*TEKST*:
———
Efekt jest taki, że przewoźnicy nie tylko stracili już pieniądze za kilka odwołanych wyjazdów, ale są też na dobrej drodze do zarżnięcia kury znoszącej złote jaja, czyli zerwania współpracy z „Kolejorzem”. – Na ten moment mamy jeden pociąg specjalny z PKP IC, Arka Gdynia ma trzy, to wszystko. Kolejnych nie jesteśmy w stanie wynegocjować – padają argumenty, że trzeba będzie ściągać je z całej Polski. Rok temu do Warszawy dowoziły nas składy przyprowadzone do Poznania choćby z Zamościa – tłumaczą kibice Lecha. I dodają, że to nie jest pierwsza rysa na współpracy z kolejami. – Przy wyjeździe do Krakowa zostaliśmy przewiezieni przez… Kielce. W teorii przez remonty, zapchanie torów i tak dalej, w praktyce – zapłaciliśmy więcej, bo dystans kilometrowy był większy.

Na spotkaniach grup roboczych wokół finału Pucharu Polski scenariusz jest ten sam – kolejarzy przekonują kibice, przekonują ich przedstawiciele władz piłkarskich, nawet policjanci – ale nie, „bo nie”, „bo się nie da”.

Czarny scenariusz? Setki kibiców upchnięte w rejsowych pociągach Poznań – Warszawa, między zwykłymi pasażerami, przy jednoczesnym najeździe samochodowym i autokarowym. Takiej operacji logistycznie nie będzie w stanie udźwignąć policja, ale przede wszystkim – infrastruktura drogowa przy bramkach na autostradzie A2 i już wokół Stadionu Narodowego. Przypomnijmy – w Warszawie. O ile policjantom odpada oddzielanie kibiców obu drużyn biorących udział w finale – wszak to mecz przyjaźni – to już ochrona przed mieszkańcami stolicy wydaje się uzasadniona. A jak tego dokonać, jeśli fanatycy będą dojeżdżać jednocześnie pociągami z zachodu i północy, przeszło tysiącem aut i pojedynczymi autokarami?

Dlaczego kibice wypowiadając się na temat PKP i PR ironizują na temat „dobrej zmiany”? Bo odmienne traktowanie rozpoczęło się wraz z wymianą kadr w publicznych spółkach zafundowaną przez zwycięzców ostatnich wyborów.

– Warto tu dodać – to nie wygląda na jakąś zaplanowaną akcję z góry, że ośrodki decyzyjne nakazują kolejom: utrudniajcie życie kibicom. Nie, po prostu fachowców, ludzi z doświadczeniem, którzy mieli wypracowane schematy działania zastąpili wystraszeni i pozbawieni inicjatywy – przekonuje Koszecki. – Nie wiedzą jak się do tego zabrać, nie uczestniczyli w rozwiązywaniu wcześniej tego typu problemów.
———
*WYODRĘBNIONE DANE*:
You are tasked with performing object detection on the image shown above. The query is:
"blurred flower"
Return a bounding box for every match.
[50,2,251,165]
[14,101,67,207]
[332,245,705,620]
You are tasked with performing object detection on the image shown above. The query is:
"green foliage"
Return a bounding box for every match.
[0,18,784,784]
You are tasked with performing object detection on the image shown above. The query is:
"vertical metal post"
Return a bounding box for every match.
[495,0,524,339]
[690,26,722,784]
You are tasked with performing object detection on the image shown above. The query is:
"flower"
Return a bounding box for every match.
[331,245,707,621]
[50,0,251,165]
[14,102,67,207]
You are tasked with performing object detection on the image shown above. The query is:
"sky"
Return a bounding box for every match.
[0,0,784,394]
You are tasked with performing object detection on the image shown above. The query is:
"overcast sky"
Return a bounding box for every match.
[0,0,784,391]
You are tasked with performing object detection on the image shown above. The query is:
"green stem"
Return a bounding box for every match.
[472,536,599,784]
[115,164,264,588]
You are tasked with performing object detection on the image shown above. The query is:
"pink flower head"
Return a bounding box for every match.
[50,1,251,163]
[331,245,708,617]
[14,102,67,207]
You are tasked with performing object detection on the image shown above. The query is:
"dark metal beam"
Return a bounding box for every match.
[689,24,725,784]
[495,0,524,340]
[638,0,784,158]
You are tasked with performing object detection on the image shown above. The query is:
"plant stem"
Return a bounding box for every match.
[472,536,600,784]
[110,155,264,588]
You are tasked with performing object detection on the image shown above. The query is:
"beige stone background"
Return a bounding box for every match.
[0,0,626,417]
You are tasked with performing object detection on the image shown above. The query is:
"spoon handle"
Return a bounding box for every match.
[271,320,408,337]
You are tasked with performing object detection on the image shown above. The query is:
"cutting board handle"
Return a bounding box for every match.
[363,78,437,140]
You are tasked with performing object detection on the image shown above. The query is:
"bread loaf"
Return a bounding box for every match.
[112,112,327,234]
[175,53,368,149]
———
*ZADANIA*:
a) Przytocz dosłownie fragment tekstu o wyjazdach kibiców Lecha od „Dlaczego kibice wypowiadając” do „przez zwycięzców ostatnich wyborów.”.
b) Wskaż w rekordach każdy wiersz, w którym występuje słowo „flower”, i przepisz te wiersze bez zmian.

*ODPOWIEDZI*:
a)
Dlaczego kibice wypowiadając się na temat PKP i PR ironizują na temat „dobrej zmiany”? Bo odmienne traktowanie rozpoczęło się wraz z wymianą kadr w publicznych spółkach zafundowaną przez zwycięzców ostatnich wyborów.

b)
"blurred flower"
"flower"
"pink flower head"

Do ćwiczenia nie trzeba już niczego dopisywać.